> _Task_: Here are records with pictures in them. Copy all of them exactly and leave the pictures out.

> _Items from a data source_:

***

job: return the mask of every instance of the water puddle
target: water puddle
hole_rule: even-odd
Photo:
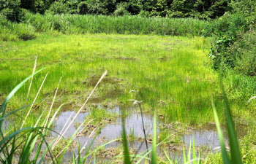
[[[99,109],[103,109],[101,105],[98,105]],[[107,109],[105,110],[108,110],[108,112],[116,112],[116,114],[120,114],[120,108],[119,106],[116,106],[114,109]],[[131,110],[132,110],[131,109]],[[55,125],[53,128],[53,130],[60,133],[63,126],[71,116],[71,119],[75,116],[75,112],[72,111],[65,111],[63,112],[59,115],[58,120],[55,121]],[[70,138],[74,134],[78,125],[82,123],[86,117],[90,114],[90,112],[85,113],[80,113],[76,118],[75,122],[69,128],[68,132],[64,135],[64,138]],[[146,137],[148,140],[148,147],[151,147],[151,139],[153,135],[153,122],[154,119],[152,115],[148,114],[143,114],[143,121],[145,125],[145,130],[146,133]],[[71,120],[70,119],[70,120]],[[108,118],[105,118],[108,119]],[[70,120],[69,120],[70,121]],[[140,113],[134,111],[131,114],[129,114],[124,119],[126,132],[127,135],[127,138],[129,140],[129,147],[131,149],[134,149],[135,153],[140,153],[146,150],[146,145],[144,140],[144,133],[143,129],[142,124],[142,118]],[[69,123],[69,122],[68,122]],[[162,122],[160,120],[157,122],[158,126],[159,126]],[[92,127],[92,129],[95,127]],[[159,130],[157,130],[159,132]],[[170,133],[173,133],[173,130],[170,130]],[[171,132],[172,130],[172,132]],[[91,132],[90,131],[90,132]],[[112,150],[111,149],[116,149],[120,147],[122,145],[122,143],[120,140],[121,138],[121,117],[117,117],[116,120],[110,120],[108,123],[106,123],[100,130],[98,130],[99,133],[96,135],[93,135],[92,136],[89,136],[91,133],[83,133],[82,135],[79,135],[77,136],[75,140],[79,142],[80,147],[86,145],[86,149],[89,147],[91,143],[93,141],[94,138],[95,139],[92,144],[92,147],[91,149],[94,149],[97,147],[99,145],[102,145],[108,141],[112,140],[118,139],[110,144],[108,144],[105,146],[105,149],[111,150],[113,153],[117,153],[115,150]],[[50,136],[56,138],[58,134],[52,133]],[[219,149],[216,149],[219,147],[219,137],[216,130],[215,125],[207,125],[204,127],[201,127],[200,128],[193,129],[191,128],[189,130],[187,131],[186,133],[184,133],[180,136],[181,140],[183,141],[184,144],[187,147],[188,147],[192,142],[192,139],[194,138],[195,146],[199,149],[199,147],[206,148],[208,151],[218,151]],[[177,146],[175,144],[170,144],[166,146],[165,147],[165,151],[167,151],[167,154],[170,157],[173,157],[173,159],[181,159],[182,158],[182,144],[181,146]],[[161,153],[160,148],[158,147],[158,152],[159,154]],[[75,152],[77,152],[75,150]],[[107,157],[111,158],[112,157],[109,156],[108,152],[101,152],[102,155],[98,157]],[[105,154],[106,156],[103,155]],[[83,155],[83,153],[82,153]],[[116,154],[115,154],[116,155]],[[114,155],[114,156],[116,156]],[[68,160],[68,159],[72,157],[72,152],[67,152],[64,157],[64,160]]]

***

> _Exercise response_:
job: return the mask of every instance of the water puddle
target: water puddle
hole_rule: even-odd
Photo:
[[[99,109],[103,109],[101,105],[98,105]],[[107,109],[105,110],[108,110],[108,112],[116,112],[116,114],[120,114],[120,108],[119,106],[116,106],[114,109]],[[131,110],[132,110],[131,109]],[[55,125],[53,128],[53,130],[60,133],[63,126],[71,116],[71,119],[75,116],[75,112],[72,111],[65,111],[63,112],[59,115],[58,120],[55,121]],[[70,138],[74,134],[78,125],[82,123],[86,117],[90,114],[90,112],[85,113],[80,113],[76,118],[75,122],[69,128],[68,132],[64,135],[64,138]],[[146,137],[148,140],[148,147],[151,147],[151,139],[153,135],[153,122],[154,119],[152,115],[148,114],[143,114],[143,121],[145,125],[145,130],[146,133]],[[71,120],[70,119],[70,120]],[[108,118],[105,118],[108,119]],[[70,120],[69,120],[70,121]],[[140,113],[134,111],[131,114],[129,114],[124,119],[126,132],[127,135],[127,138],[129,140],[129,147],[131,149],[134,149],[135,153],[140,153],[146,150],[146,145],[144,140],[144,133],[143,129],[142,124],[142,118]],[[69,123],[69,122],[68,122]],[[162,122],[160,120],[157,122],[158,126],[159,126]],[[92,127],[92,129],[95,127]],[[159,130],[157,130],[159,132]],[[170,133],[173,133],[173,130],[170,130]],[[171,132],[172,130],[172,132]],[[91,132],[90,131],[90,132]],[[112,150],[111,149],[116,149],[120,147],[122,145],[122,143],[120,140],[121,138],[121,117],[117,117],[116,120],[110,120],[108,123],[106,123],[100,130],[98,130],[99,133],[96,135],[93,135],[92,136],[89,136],[91,133],[83,133],[82,135],[79,135],[77,136],[75,140],[79,142],[80,147],[86,145],[86,149],[89,147],[91,143],[93,141],[94,138],[95,139],[92,144],[92,147],[91,149],[94,149],[97,147],[99,145],[102,145],[108,141],[112,140],[118,139],[110,144],[108,144],[105,146],[105,149],[111,150],[113,153],[117,153],[115,150]],[[50,136],[56,138],[58,134],[52,133]],[[219,149],[216,149],[219,147],[219,137],[216,130],[215,125],[207,125],[204,127],[201,127],[200,128],[193,129],[191,128],[189,130],[187,131],[186,133],[184,133],[180,136],[181,140],[183,141],[184,144],[187,147],[188,147],[192,142],[192,139],[194,138],[195,146],[199,149],[199,147],[206,148],[208,151],[218,151]],[[177,146],[175,144],[170,144],[166,146],[165,147],[165,151],[167,151],[167,154],[170,157],[173,157],[173,159],[181,159],[182,158],[182,144],[181,146]],[[161,153],[160,148],[158,147],[158,152],[159,154]],[[75,152],[77,152],[75,150]],[[107,157],[111,158],[112,157],[109,156],[108,152],[101,152],[102,155],[98,157]],[[105,154],[106,156],[103,155]],[[83,155],[83,153],[82,153]],[[116,154],[115,154],[116,155]],[[114,155],[114,156],[116,156]],[[68,160],[68,159],[72,157],[72,152],[67,152],[64,157],[64,160]]]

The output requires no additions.